§ **EXERCÍCIO**:
Por favor, reproduza o relato de viagem de “Ao final, outro” até “da ócio róseo).”, inclusive, trocando “namorado” por “companheiro”.

§ **TRECHO DA PÁGINA**:
------------------------------

Tudo é um sinal : memórias de Natal
2024 - fui de carro pelas praias do Nordeste e tive uma epifania envolvendo viagem de carro, pássaro e minha tia falecida
* Nota da edição - Esse texto foi escrito em julho do ano passado, quando passei as férias em Natal e conheci Pipa e São Miguel do Gostoso. Julho de 2024 foi um período bem intenso: tinha acabado de me formar em jornalismo e estava perdido. Ainda estou, confesso.
Então, o texto ficou esse fluxo de consciência meio volta ao passado. Não sei bem nomear o que é. Só coloquei a ponta da caneta no meu caderno de viagem e escrevi. Tentei ao máximo replicar o que esteve escrito no caderno esse tempo todo.
Ao final, outro conjunto de palavras que veio ao papel depois de eu ter visto um peixe, da espécie Paru, nadando sozinho no Aquário de Natal.
Enquanto esse texto é publicado, estou no Rio de Janeiro com Arthur, meu namorado (e muitas vezes, editor dos textos da ócio róseo).
Espero que gostem dessa edição e não hesitem em deixar comentários e compartilhar com seus amigos. Um abraço xx
Nunca pensei que fosse frio na cidade de Natal. Escrevo esta linha às 4h46min enquanto um pássaro canta incessante e lindamente e um tímido nascer do sol desponta na minha frente.
Agora, o passarinho parou. O vento frio bate nos meus pés. Por sorte, visto uma calça moletom, o que ajuda um pouco. O mar quebra ao longe, duas ruas abaixo.
Adoro essa expressão quebra-mar. É a onda que bate, que quebra, tortura e assola a pedra, a areia e o povo. É a mesma “quebração” que esse frio tá fazendo agora.
Foram quase oito horas de carro para chegar até aqui. Foi cansativo. O banco da frente batendo no meu joelho, meu pai fazendo as ultrapassagens que me deixavam nervoso e o dramin que tomei e não fez efeito. Pelo menos tive muita música e esse caderno pra me acompanhar.


Sempre gostei de viajar de carro, e analisando, é uma questão geracional. Explicarei:
Meu avô trabalhou em vários postos de gasolina pela extinta empresa Esso. Viajou esse Brasil inteiro e morou no Pará e Bacabal (MA), onde nasceram meu tio e tia, respectivamente. Sobre postos de beira de estrada, restaurantes e mecânica, meu vô é o bicho! Inclusive, na estrada, insistiu em passar em frente um restaurante de beira de estrada que ia nesses tempos, mas não encontramos (e provavelmente deve ter fechado).
Com cinco anos de idade, fui até a Bahia de carro. Num Astra 2004 muito confortável estavam meu pai, meu avô, minha avó, mãe e irmã do meio, que na época tinha um ano e meio de vida.
Desta viagem lembro de alguns poucos momentos. De dormir encostado no ombro da minha vó, do meu avô mexendo o suco com a faca suja do almoço que tinha acabado de comer. Lembro do Guia Quatro Rodas sendo nosso mapa em um período em que GPS era algo inexistente. Lembro da ausência de malas e divertidas histórias que vieram daí.

------------------------------

§ **MATERIAL**:

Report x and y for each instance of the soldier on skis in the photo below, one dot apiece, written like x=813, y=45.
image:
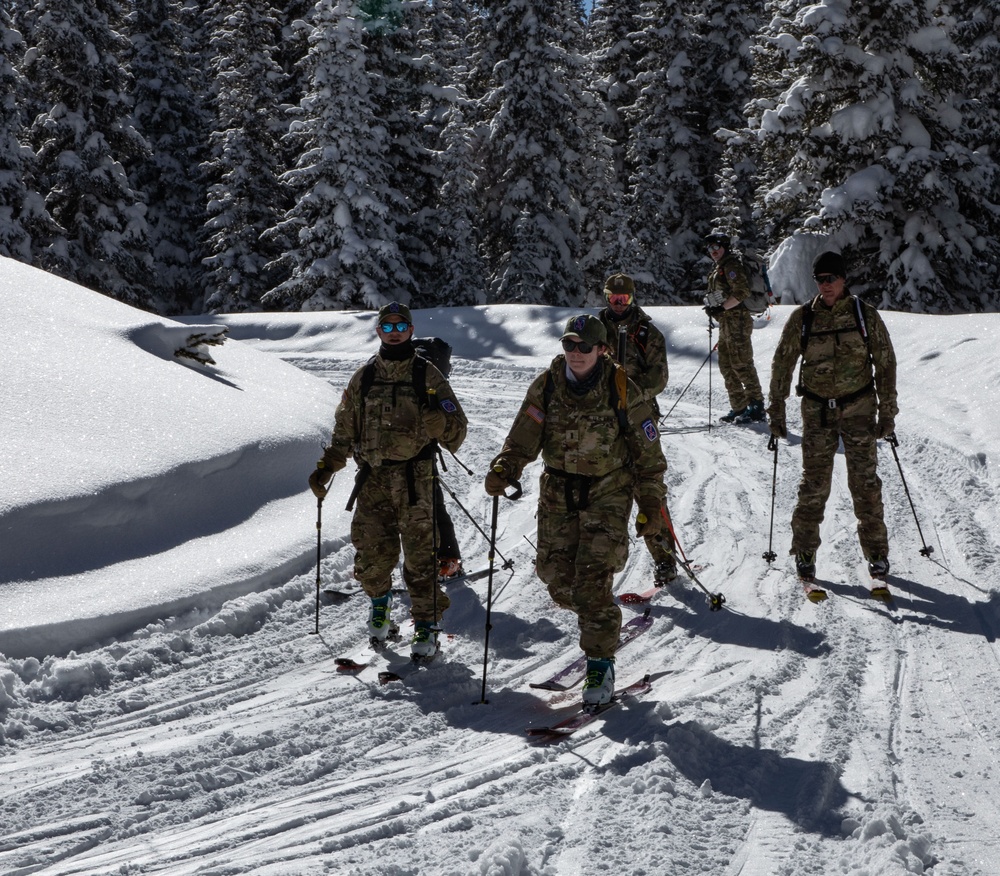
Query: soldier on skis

------------------------------

§ **SOLUÇÃO DETALHADA**:
Ao final, outro conjunto de palavras que veio ao papel depois de eu ter visto um peixe, da espécie Paru, nadando sozinho no Aquário de Natal.
Enquanto esse texto é publicado, estou no Rio de Janeiro com Arthur, meu companheiro (e muitas vezes, editor dos textos da ócio róseo).